What is expected: Identify every line in the listing that contains the word "felt", and copy each one.

Input:
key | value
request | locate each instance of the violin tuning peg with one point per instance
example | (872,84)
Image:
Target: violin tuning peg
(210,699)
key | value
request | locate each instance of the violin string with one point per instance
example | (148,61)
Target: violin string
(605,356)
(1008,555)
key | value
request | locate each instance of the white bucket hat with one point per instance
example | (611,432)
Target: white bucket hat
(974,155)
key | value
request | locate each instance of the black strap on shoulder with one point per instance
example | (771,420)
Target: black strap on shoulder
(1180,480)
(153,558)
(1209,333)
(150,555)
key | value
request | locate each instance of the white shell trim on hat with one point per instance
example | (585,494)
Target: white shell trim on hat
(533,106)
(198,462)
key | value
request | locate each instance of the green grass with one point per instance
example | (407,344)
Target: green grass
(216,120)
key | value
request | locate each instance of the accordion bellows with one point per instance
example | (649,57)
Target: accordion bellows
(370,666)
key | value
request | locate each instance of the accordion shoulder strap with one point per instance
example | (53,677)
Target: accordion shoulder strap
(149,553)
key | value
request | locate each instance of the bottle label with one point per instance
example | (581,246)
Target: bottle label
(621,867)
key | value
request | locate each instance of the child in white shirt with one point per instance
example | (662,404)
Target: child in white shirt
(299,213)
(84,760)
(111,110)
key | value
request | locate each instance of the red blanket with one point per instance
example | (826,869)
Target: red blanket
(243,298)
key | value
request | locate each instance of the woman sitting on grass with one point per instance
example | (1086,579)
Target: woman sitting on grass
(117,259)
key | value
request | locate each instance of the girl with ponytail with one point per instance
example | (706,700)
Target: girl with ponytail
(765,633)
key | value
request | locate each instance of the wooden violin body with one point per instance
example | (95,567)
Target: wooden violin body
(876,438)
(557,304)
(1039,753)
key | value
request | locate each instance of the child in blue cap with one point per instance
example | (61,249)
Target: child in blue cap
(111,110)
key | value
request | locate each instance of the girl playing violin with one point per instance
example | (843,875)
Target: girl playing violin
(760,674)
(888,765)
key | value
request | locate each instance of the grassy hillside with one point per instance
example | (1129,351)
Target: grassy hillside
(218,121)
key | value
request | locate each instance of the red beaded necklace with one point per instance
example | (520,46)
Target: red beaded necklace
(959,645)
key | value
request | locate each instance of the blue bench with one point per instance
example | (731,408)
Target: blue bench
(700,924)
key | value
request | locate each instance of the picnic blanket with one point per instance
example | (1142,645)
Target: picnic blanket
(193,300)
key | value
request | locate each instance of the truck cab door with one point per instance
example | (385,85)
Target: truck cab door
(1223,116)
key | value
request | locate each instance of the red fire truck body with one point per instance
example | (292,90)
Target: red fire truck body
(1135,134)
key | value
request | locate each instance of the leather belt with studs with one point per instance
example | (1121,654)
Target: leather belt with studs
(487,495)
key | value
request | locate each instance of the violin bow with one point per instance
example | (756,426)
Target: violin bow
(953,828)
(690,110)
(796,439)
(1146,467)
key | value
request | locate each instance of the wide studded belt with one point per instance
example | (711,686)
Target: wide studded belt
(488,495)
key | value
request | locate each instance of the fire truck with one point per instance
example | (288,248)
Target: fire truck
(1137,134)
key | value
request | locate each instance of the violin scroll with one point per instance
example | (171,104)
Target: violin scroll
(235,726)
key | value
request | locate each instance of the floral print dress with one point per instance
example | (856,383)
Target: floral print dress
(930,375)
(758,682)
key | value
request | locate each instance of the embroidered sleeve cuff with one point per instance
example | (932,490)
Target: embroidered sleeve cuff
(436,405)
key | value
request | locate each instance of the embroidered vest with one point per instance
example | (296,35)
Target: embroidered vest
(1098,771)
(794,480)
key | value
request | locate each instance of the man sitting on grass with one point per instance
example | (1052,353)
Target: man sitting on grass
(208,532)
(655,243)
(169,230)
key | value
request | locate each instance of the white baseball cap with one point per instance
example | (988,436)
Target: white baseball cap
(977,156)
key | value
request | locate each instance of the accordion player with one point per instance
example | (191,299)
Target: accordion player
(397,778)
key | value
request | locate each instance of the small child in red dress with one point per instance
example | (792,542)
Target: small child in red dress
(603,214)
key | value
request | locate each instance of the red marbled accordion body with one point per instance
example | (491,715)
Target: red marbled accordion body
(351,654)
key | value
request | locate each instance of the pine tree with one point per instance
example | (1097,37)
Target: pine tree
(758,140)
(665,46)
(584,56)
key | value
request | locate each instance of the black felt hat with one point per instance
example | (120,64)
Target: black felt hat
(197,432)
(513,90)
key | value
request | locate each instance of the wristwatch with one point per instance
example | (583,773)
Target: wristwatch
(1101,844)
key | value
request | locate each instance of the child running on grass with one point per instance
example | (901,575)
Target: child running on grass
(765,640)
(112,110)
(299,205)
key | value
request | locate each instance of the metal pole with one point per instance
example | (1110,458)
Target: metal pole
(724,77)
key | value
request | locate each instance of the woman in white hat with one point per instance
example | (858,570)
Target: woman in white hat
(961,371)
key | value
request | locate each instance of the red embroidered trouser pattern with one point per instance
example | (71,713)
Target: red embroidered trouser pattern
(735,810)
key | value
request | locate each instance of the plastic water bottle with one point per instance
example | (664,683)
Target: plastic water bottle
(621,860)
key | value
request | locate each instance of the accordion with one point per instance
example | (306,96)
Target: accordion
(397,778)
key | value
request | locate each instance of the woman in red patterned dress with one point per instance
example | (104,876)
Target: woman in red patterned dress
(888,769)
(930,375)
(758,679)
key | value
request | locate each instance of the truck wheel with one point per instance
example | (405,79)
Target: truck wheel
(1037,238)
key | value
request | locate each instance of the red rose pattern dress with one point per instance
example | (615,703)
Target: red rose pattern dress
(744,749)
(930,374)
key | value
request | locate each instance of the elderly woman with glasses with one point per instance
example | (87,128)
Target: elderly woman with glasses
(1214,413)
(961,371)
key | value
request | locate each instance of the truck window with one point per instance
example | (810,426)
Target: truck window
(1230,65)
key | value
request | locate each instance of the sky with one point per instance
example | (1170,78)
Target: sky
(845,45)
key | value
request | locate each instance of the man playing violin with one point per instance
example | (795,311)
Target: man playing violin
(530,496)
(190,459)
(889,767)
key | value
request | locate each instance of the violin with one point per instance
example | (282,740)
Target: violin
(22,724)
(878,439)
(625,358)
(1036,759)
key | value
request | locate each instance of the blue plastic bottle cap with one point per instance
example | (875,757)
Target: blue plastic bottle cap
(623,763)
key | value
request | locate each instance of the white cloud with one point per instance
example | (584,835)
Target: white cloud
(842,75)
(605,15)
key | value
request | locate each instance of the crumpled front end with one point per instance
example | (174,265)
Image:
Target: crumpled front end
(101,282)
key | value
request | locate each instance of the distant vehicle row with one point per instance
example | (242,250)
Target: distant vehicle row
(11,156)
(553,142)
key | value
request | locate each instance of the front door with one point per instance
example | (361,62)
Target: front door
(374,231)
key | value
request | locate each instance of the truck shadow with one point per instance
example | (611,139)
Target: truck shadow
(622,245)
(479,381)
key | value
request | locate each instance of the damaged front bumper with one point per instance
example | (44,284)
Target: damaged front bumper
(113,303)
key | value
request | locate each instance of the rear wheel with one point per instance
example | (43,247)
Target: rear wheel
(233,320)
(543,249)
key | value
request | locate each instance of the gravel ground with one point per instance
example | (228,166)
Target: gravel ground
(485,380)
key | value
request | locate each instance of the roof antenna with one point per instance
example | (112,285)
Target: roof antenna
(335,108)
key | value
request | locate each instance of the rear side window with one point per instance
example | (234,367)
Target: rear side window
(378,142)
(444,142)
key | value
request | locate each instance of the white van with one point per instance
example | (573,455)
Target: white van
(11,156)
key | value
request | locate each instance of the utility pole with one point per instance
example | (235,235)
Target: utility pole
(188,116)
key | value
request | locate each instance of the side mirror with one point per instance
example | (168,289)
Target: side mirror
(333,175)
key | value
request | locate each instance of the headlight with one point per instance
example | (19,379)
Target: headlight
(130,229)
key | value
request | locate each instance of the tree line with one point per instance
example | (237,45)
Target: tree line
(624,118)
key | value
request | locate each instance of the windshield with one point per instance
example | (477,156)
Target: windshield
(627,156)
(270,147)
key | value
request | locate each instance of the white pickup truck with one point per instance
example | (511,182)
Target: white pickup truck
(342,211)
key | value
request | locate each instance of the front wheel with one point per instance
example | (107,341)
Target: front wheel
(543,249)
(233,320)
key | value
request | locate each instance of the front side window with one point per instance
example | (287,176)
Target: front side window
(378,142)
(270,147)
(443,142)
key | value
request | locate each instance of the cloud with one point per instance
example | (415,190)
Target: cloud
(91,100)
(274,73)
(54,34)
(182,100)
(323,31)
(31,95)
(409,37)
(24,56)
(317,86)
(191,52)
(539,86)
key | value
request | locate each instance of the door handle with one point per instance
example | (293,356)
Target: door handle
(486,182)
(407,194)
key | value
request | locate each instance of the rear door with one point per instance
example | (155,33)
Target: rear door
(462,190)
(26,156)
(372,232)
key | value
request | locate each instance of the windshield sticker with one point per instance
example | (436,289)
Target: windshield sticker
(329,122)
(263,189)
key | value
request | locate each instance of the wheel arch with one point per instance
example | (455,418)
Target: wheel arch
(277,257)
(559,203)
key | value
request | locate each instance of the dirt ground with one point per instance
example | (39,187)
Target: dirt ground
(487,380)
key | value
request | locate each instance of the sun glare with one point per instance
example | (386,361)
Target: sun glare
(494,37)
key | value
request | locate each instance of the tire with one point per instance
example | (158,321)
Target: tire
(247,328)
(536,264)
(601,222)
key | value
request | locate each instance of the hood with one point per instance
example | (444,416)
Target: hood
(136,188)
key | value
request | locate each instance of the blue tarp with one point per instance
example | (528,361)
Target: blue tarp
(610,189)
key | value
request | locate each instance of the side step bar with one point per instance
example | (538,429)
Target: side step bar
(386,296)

Task response:
request | locate each instance of the black felt hat with one point per instance
Target: black felt hat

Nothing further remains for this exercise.